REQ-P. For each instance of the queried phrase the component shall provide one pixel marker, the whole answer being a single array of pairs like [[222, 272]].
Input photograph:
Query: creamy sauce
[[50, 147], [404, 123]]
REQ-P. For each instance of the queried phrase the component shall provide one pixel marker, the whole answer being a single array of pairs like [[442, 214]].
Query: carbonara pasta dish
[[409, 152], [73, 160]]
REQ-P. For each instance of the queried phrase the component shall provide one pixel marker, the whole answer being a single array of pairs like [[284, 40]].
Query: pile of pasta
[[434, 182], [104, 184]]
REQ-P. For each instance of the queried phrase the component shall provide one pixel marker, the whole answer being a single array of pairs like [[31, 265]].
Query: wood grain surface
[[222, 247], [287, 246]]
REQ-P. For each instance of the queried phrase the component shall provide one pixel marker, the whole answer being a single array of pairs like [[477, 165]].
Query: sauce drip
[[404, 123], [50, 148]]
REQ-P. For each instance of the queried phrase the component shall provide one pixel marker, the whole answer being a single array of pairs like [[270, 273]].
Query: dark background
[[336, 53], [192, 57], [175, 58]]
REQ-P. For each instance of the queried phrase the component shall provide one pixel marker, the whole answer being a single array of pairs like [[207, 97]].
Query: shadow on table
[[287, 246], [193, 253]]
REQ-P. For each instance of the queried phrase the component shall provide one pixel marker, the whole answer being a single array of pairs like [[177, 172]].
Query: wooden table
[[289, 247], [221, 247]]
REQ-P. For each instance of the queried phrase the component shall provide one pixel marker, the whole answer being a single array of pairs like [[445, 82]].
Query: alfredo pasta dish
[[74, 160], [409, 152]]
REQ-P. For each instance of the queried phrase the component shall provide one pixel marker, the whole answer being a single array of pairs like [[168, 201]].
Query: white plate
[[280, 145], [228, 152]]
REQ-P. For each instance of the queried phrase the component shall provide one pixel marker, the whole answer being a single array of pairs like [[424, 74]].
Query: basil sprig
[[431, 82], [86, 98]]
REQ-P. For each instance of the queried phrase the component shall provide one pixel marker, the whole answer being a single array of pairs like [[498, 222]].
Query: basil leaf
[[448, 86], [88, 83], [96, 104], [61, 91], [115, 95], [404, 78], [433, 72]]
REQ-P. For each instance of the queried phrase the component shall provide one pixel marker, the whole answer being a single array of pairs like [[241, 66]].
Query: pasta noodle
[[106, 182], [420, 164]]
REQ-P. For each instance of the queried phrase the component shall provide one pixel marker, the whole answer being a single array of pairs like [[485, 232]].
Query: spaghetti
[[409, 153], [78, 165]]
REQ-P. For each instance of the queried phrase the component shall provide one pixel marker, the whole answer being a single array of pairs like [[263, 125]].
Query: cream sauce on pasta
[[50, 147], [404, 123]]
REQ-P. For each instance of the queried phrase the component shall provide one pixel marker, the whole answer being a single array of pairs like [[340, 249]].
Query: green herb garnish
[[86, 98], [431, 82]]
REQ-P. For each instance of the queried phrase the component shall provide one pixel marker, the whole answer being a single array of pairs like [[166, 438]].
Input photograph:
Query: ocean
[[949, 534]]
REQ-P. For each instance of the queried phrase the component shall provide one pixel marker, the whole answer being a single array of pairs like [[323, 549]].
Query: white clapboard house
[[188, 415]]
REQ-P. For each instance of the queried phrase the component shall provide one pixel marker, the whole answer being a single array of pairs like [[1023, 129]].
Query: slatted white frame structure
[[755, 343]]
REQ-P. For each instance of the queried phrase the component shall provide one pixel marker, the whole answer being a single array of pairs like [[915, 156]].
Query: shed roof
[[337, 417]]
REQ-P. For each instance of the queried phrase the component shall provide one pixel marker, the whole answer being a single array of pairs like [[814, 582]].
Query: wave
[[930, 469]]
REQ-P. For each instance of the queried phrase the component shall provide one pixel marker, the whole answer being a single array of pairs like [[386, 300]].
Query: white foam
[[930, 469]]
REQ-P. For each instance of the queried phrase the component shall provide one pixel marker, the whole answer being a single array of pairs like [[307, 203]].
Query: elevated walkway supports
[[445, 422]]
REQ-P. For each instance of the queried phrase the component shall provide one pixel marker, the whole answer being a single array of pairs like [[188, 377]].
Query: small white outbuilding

**What you should do**
Could you revise every one of the records above so that "pixel marker" becomes "coordinate point" and nothing else changes?

**In response**
REQ-P. For each instance of the queried phrase the component shall provide one coordinate point, the whole answer being a single array of pairs like [[222, 272]].
Input photograph:
Query: creamy sauce
[[50, 147], [404, 123]]
REQ-P. For each instance of the queried phrase the component shall provide one coordinate point, the whole answer being a single array of pairs like [[442, 214]].
Query: carbonara pasta dish
[[409, 152], [73, 160]]
REQ-P. For each instance of the queried phrase the component shall provide one coordinate point, the whole answer being a single array of pairs like [[284, 40]].
Query: pile of pasta
[[434, 182], [104, 184]]
REQ-P. For each instance of the queried phrase the component shall provide one coordinate point, the whole answer being a single array of pairs like [[31, 265]].
Query: wood grain surface
[[222, 247], [287, 246]]
REQ-P. For each instance of the queried phrase the component shall provide one coordinate point, the whole answer being a single array of pairs like [[477, 165]].
Query: sauce drip
[[404, 123], [50, 148]]
REQ-P. For each instance of the queried phrase the component shall provide one coordinate point, the whole answer being a single array of pairs like [[270, 273]].
Query: dark background
[[336, 53], [192, 57], [175, 58]]
REQ-P. For each instance of the queried phrase the component shall provide one coordinate point, the whole answer being a single array of pairs like [[207, 97]].
Query: shadow on table
[[287, 246], [193, 253]]
REQ-P. For each instance of the queried phrase the component shall provide one coordinate point, the whole answer being a single array of pairs like [[177, 172]].
Query: wooden table
[[289, 247], [221, 247]]
REQ-P. For each instance of the queried phrase the component shall provide one coordinate point, the whole answer being a single array of pairs like [[445, 82]].
Query: alfredo pasta dish
[[74, 160], [409, 152]]
REQ-P. For each instance of the queried phrase the component shall provide one coordinate point, the whole answer being a single array of pairs like [[168, 201]].
Query: white plate
[[280, 145], [228, 152]]
REQ-P. For each instance of the queried phrase the component shall provide one coordinate point, the whole answer being a single array of pairs like [[424, 74]].
Query: basil sprig
[[431, 82], [86, 98]]
REQ-P. For each instance of the queried phrase the component shall provide one coordinate point, the whole answer being a single array of pairs like [[498, 222]].
Query: basil leaf
[[448, 86], [88, 83], [96, 104], [61, 91], [115, 95], [404, 78], [433, 72]]
REQ-P. For each instance of the queried phrase the component shall provide one coordinate point, the whole answer being a single array of pairs like [[241, 66]].
Query: pasta noodle
[[106, 182], [420, 164]]
REQ-P. For each instance of the queried phrase the component shall provide one coordinate point, the whole answer being a single array of pairs like [[485, 232]].
Query: spaghetti
[[409, 153], [78, 165]]
REQ-P. For each instance of the queried phrase the component shall provide one coordinate point, the whole answer being a single array of pairs like [[263, 125]].
Query: cream sauce on pasta
[[50, 147], [404, 123]]
REQ-P. For each instance of the queried phrase the component shall provide one coordinate point, the whole answer being a single array of pairs like [[340, 249]].
Query: green herb garnish
[[86, 98], [431, 82]]
REQ-P. For each instance of the queried phrase the component shall provide one coordinate point, the whole answer being a single array of pairs like [[166, 438]].
Input photograph:
Query: ocean
[[949, 534]]
REQ-P. For each instance of the queried phrase the component shall provide one coordinate point, the whole answer being a single array of pairs like [[323, 549]].
Query: white clapboard house
[[188, 415]]
REQ-P. For each instance of the queried phrase the component shall provide one coordinate point, the whole answer being a single array of pairs like [[1023, 129]].
Query: slatted white frame structure
[[755, 343]]
REQ-P. For each instance of the queried phrase the component shall provide one coordinate point, the whole answer being a single array of pairs like [[915, 156]].
Query: shed roof
[[337, 417]]
REQ-P. For each instance of the queried phrase the component shall provide one coordinate point, the whole answer being a single array of pairs like [[814, 582]].
Query: wave
[[930, 469]]
REQ-P. For each instance of the queried phrase the component shall provide one coordinate point, the whole answer being a single array of pairs like [[386, 300]].
Query: white foam
[[930, 469]]
REQ-P. For each instance of the queried phrase the component shall provide one coordinate point, the whole answer being a single array of pairs like [[307, 203]].
Query: elevated walkway supports
[[445, 422]]
REQ-P. For each instance of the queried phrase the component shall provide one coordinate point, the whole answer being a single array of pairs like [[188, 377]].
Query: small white outbuilding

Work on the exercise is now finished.